PROBLEM STATEMENT: Please return every line from the listing below that contains the word "fabric", copying each such line unchanged.
======== DATASET ENTRIES
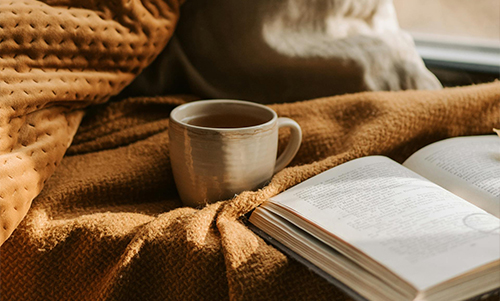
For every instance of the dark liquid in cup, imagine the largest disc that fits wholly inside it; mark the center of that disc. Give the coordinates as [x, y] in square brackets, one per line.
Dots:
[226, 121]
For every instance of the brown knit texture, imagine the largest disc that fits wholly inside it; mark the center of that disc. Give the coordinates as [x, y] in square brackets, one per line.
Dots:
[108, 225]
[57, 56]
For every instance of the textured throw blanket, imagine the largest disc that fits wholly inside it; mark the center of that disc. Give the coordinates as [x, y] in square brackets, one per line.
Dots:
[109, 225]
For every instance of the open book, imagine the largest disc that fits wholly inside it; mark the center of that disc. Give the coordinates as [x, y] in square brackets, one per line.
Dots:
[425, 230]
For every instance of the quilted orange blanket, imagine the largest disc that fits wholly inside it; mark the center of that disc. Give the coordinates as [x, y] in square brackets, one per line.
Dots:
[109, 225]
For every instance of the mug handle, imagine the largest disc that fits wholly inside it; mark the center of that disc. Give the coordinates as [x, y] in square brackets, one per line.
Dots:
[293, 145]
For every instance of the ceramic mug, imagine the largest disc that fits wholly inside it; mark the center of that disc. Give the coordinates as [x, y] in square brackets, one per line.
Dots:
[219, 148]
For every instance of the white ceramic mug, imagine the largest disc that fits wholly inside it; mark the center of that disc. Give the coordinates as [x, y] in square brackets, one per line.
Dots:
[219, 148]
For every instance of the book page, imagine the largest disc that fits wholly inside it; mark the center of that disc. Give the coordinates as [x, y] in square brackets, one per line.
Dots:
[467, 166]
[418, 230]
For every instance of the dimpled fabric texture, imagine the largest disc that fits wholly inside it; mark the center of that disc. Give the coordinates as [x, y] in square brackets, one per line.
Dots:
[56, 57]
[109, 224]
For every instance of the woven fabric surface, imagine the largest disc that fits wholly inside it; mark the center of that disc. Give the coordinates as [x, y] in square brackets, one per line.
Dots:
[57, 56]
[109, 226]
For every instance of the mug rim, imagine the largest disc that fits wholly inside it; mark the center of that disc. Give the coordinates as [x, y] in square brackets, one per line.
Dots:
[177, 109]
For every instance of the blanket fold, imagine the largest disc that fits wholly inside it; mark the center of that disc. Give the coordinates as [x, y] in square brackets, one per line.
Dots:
================
======== DATASET ENTRIES
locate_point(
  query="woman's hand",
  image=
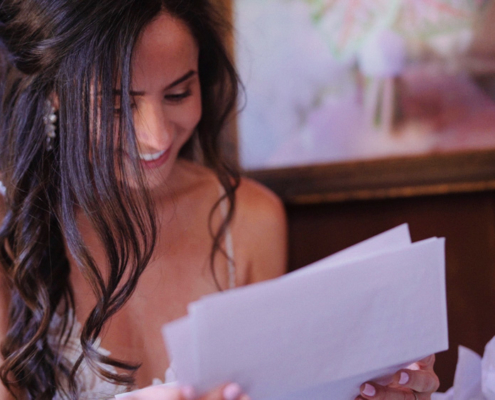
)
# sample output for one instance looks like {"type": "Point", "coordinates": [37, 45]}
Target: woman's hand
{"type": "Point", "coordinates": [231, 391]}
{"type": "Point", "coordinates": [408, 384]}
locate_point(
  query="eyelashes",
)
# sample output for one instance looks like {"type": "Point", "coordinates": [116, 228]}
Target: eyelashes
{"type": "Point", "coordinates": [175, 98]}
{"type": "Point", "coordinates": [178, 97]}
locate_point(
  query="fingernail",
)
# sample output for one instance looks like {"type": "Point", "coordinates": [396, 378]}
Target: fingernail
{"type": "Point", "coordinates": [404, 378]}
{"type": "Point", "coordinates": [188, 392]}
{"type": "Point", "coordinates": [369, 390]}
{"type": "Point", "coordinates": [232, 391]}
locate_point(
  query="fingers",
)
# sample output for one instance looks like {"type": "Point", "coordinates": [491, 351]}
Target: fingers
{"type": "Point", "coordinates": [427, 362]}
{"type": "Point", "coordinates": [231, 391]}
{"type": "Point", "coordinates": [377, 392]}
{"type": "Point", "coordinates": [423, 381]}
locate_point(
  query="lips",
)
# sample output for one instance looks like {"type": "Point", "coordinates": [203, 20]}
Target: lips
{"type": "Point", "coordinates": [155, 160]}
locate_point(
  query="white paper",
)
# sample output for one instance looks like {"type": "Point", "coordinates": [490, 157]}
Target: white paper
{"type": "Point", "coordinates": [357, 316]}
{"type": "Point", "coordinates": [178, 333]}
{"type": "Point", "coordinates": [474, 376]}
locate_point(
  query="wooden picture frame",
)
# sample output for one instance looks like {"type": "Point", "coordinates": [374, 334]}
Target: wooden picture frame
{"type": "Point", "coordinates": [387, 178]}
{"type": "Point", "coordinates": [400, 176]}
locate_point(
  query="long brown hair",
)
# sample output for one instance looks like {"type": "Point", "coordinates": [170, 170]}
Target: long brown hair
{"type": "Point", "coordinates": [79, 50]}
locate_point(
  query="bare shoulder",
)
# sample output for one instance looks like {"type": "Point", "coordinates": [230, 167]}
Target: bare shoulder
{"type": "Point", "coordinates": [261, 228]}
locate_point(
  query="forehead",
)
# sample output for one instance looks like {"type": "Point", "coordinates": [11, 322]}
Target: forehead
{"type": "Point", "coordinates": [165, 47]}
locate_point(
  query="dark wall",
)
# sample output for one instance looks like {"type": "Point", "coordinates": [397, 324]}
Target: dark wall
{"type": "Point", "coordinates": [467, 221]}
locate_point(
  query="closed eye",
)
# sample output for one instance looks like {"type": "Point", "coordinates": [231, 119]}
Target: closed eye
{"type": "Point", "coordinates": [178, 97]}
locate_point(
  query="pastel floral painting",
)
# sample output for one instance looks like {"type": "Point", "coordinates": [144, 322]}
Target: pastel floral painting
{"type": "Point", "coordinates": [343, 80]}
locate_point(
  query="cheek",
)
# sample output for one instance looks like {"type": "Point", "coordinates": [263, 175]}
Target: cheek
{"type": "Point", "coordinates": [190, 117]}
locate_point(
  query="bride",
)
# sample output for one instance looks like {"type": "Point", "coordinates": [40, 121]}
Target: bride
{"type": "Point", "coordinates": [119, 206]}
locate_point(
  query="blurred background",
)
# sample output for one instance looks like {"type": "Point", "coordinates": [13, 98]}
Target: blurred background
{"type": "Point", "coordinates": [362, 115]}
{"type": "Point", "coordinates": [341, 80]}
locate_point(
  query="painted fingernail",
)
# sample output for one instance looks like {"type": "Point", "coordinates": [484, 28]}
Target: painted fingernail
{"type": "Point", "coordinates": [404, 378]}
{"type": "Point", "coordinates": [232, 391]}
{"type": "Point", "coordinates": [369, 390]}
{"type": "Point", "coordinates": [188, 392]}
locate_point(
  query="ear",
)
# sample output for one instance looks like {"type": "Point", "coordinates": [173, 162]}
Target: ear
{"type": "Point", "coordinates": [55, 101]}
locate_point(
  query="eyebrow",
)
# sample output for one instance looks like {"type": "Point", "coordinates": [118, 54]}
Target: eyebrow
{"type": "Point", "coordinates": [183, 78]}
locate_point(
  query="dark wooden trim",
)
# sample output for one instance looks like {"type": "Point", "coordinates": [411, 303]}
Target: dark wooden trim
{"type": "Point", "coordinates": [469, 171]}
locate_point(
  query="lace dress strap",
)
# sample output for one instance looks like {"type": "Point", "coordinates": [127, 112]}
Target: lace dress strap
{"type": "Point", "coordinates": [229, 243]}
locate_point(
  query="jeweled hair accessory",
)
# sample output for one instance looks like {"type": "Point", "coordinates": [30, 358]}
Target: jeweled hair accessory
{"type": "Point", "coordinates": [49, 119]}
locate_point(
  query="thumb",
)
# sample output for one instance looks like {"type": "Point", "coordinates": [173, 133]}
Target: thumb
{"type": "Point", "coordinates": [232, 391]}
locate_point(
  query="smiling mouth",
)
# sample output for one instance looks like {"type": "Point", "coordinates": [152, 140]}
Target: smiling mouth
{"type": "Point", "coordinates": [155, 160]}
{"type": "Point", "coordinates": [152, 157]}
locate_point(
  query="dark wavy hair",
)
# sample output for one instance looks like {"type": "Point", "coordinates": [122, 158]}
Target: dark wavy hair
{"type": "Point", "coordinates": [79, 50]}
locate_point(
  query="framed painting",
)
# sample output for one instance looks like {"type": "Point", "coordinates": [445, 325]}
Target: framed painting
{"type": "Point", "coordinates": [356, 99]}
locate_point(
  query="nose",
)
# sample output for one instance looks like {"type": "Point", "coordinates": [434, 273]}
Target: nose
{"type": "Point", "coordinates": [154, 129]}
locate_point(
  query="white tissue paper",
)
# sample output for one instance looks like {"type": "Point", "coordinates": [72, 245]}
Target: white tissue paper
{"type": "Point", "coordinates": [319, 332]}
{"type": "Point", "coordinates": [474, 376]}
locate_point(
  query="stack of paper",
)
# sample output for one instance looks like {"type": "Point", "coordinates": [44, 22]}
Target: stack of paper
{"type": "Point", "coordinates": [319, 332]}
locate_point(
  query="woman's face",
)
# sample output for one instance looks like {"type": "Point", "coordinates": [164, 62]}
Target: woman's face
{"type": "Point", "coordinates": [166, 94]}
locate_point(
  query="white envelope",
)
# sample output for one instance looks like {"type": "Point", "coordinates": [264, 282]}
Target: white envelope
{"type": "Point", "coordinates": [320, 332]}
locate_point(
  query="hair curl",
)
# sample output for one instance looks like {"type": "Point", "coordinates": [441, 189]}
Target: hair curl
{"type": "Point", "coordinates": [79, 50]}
================
OUTPUT OF THE TASK:
For every instance of the dimpled fabric texture, imagine the largest disc that fits wholly inside it; mark the center of that disc. Give the coordinates as [x, y] in square brackets, one per line.
For every instance of the woven fabric surface, imagine the largest disc that fits wholly inside it; mark the center of that disc. Give the coordinates as [x, y] in square brackets, one per line.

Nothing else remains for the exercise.